**Problem description**
Would you please report how many lines of the listing contain "slab"? Reply with that number only.

**Exercise data**
##########

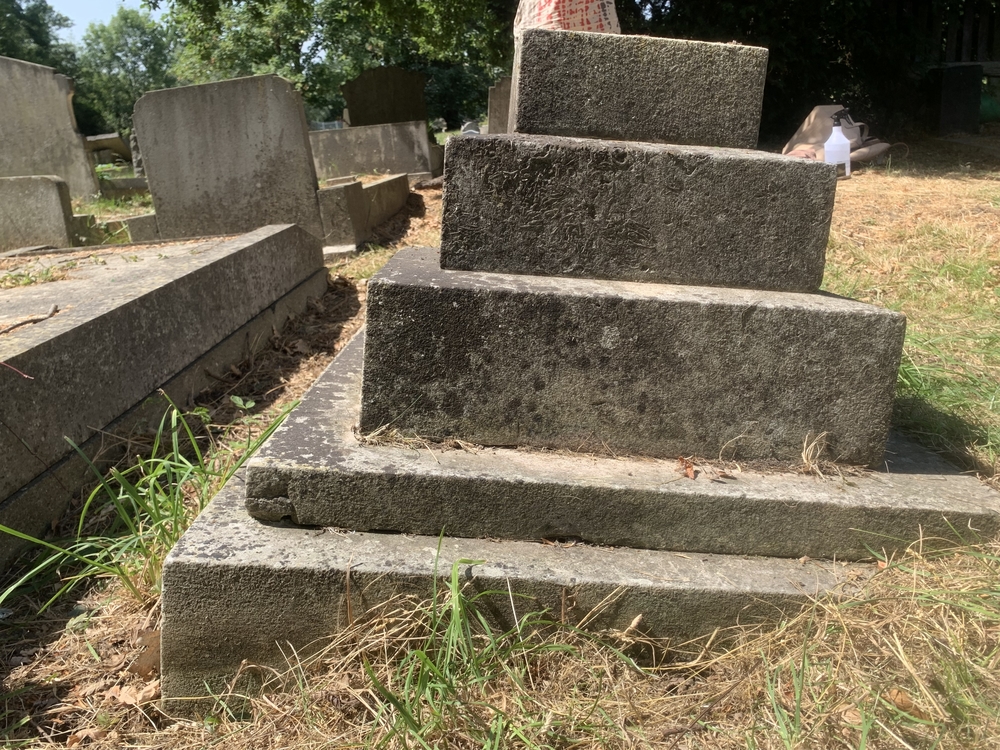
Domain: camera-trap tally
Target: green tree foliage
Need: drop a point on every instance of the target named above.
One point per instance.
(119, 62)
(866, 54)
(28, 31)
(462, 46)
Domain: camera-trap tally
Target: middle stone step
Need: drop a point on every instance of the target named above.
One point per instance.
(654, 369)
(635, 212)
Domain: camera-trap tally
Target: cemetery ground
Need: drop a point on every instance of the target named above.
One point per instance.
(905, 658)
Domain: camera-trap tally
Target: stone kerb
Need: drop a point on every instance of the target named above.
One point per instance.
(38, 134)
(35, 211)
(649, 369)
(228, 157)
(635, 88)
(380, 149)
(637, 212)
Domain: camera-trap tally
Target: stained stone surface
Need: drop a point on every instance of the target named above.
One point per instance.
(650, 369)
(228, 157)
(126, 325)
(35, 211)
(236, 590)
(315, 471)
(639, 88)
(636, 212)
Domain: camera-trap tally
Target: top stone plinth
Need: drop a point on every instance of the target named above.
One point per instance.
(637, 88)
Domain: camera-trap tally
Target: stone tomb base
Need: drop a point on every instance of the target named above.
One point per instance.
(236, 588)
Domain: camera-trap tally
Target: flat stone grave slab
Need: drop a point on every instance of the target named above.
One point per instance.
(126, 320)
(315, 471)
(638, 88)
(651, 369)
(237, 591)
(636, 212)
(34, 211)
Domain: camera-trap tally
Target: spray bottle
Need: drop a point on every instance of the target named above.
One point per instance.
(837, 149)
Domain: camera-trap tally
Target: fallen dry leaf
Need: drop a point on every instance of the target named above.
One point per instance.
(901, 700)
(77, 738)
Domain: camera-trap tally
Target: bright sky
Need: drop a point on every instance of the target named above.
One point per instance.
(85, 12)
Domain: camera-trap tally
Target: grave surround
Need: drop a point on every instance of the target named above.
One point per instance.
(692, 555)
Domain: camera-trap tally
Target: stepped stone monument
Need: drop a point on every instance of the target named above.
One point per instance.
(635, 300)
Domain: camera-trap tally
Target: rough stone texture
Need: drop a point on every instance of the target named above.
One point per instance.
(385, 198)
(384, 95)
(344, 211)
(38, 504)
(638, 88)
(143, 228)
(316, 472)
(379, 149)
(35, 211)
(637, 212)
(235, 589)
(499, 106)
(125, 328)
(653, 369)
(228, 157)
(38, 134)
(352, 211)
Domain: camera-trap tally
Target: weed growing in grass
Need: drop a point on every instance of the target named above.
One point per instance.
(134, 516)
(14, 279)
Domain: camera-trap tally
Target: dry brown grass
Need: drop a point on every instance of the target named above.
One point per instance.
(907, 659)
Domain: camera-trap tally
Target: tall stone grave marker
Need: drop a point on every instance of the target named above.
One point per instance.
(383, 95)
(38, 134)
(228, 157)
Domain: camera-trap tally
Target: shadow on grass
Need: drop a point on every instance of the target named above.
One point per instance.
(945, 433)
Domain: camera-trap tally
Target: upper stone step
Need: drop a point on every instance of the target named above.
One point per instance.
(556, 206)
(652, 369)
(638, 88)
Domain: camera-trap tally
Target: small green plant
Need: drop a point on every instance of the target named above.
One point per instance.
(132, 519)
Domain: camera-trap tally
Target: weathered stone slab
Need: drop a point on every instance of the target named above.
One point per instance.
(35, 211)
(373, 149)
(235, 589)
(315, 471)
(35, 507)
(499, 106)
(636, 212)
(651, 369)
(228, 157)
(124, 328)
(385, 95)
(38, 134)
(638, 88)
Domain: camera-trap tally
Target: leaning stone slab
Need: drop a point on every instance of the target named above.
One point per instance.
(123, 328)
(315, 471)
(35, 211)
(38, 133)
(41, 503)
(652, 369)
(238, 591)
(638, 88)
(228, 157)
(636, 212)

##########

**Response**
3